# RECORDS TO USE
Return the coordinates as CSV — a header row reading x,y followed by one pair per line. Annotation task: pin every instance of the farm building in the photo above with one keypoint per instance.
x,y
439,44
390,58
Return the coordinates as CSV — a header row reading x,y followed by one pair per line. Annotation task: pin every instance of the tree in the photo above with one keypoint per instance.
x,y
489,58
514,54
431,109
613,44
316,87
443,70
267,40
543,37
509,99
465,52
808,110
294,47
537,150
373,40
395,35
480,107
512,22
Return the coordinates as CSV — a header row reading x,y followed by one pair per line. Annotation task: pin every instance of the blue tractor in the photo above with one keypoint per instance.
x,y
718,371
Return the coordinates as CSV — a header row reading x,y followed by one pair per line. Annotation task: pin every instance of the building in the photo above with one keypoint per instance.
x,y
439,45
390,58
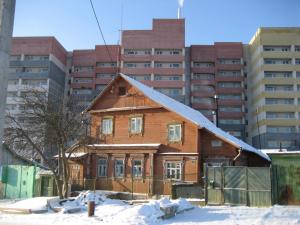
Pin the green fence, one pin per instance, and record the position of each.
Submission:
(233, 185)
(286, 179)
(18, 181)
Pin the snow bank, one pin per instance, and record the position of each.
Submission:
(35, 204)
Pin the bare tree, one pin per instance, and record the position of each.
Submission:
(46, 127)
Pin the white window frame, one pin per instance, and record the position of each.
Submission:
(172, 137)
(119, 167)
(102, 167)
(173, 170)
(136, 128)
(107, 126)
(137, 170)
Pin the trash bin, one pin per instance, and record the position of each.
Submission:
(91, 208)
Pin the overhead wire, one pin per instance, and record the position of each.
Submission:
(102, 35)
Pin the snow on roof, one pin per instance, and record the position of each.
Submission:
(278, 151)
(192, 115)
(126, 145)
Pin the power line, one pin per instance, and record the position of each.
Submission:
(107, 50)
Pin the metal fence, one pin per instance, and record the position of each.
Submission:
(235, 185)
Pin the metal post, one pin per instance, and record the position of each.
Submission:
(7, 11)
(258, 128)
(217, 109)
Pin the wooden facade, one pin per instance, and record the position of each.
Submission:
(145, 147)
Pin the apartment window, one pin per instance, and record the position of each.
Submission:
(202, 100)
(136, 124)
(83, 80)
(84, 69)
(167, 77)
(216, 143)
(107, 126)
(203, 88)
(235, 133)
(140, 77)
(230, 121)
(122, 91)
(229, 61)
(137, 52)
(119, 168)
(277, 144)
(230, 96)
(277, 74)
(105, 75)
(280, 115)
(277, 61)
(37, 57)
(203, 76)
(106, 64)
(168, 51)
(13, 82)
(279, 101)
(229, 73)
(100, 87)
(277, 48)
(82, 91)
(230, 109)
(173, 170)
(137, 168)
(206, 112)
(12, 94)
(229, 84)
(174, 132)
(281, 129)
(203, 64)
(170, 91)
(102, 167)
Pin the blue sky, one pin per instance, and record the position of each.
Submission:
(72, 21)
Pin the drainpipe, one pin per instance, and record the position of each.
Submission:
(238, 155)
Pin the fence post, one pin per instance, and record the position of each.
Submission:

# REQUIRED WORK
Only the pictures stay behind; copy everything else in the records above exactly.

# OUTPUT FOR THIS TASK
Return the coordinates as CSV — a header row reading x,y followed by one pair per line. Annotation task: pin every instance of the farm building in the photo above with one keypoint per instance.
x,y
439,44
390,58
Return the coordinates as CSV — a header row reading x,y followed by one pair per line. Annotation task: pin every instance of the tree in the photo above with one keypoint per instance.
x,y
489,58
514,54
431,109
613,44
316,87
443,70
267,40
543,37
509,99
465,52
808,110
294,47
537,150
373,40
395,35
480,107
512,22
Return the coordinates as CSV — a header row reading x,y followed by one pair per line. Annotation task: pin every instance of the blue tractor in the photo above with one keypoint per instance.
x,y
718,371
Return the coordinates as CSV — a header row reading x,y followed by one pair per line. Annotation task: pin every instance of the building in the photo above with one keypoint per instance.
x,y
439,45
390,58
Pin the green fence, one pin per instance, and record the position of each.
Submission:
(233, 185)
(286, 179)
(18, 181)
Pin the snow bank, one pin per instance, and record the position of each.
Submission:
(35, 204)
Pin the bare tree, one pin per instance, and record the position of each.
Submission:
(46, 127)
Pin the white window frame, one pin per instance, and record the position of each.
Submission:
(172, 137)
(119, 167)
(102, 167)
(173, 170)
(136, 128)
(107, 126)
(137, 170)
Pin the trash bin, one pin per instance, and record the position of each.
Submission:
(91, 208)
Pin the overhead wire, one pin per instance, and record the position of each.
Submission:
(102, 35)
Pin the snow on roof, one pin per instance, and record the position of each.
Submission:
(278, 151)
(192, 115)
(126, 145)
Pin the power line, one pin per instance, and record the position of each.
Submission:
(107, 50)
Pin the metal fence, one pin per instance, and record the position of each.
Submission:
(235, 185)
Pin the metal post, one pin per instance, and record the position of each.
Submission:
(7, 11)
(258, 128)
(217, 109)
Pin the wooden facade, one pin per instance, and record the position of each.
Submission:
(145, 147)
Pin the apartment window, one pin per instance, and record the position of each.
Submission:
(202, 100)
(136, 124)
(83, 80)
(84, 69)
(167, 77)
(216, 143)
(107, 126)
(203, 88)
(235, 133)
(140, 77)
(230, 121)
(122, 91)
(229, 61)
(137, 52)
(119, 168)
(277, 144)
(230, 96)
(277, 74)
(105, 75)
(280, 115)
(277, 61)
(37, 57)
(203, 76)
(106, 64)
(168, 51)
(13, 82)
(279, 101)
(229, 73)
(100, 87)
(277, 48)
(82, 91)
(230, 109)
(173, 170)
(137, 168)
(206, 112)
(12, 94)
(229, 84)
(174, 132)
(281, 129)
(203, 64)
(170, 91)
(102, 167)
Pin the blue sky, one pin per instance, and record the position of each.
Submission:
(72, 21)
Pin the drainpipe, one pin per instance, and record the position of each.
Submission:
(238, 155)
Pin the fence post, one pin per instance, and record the position of each.
Submission:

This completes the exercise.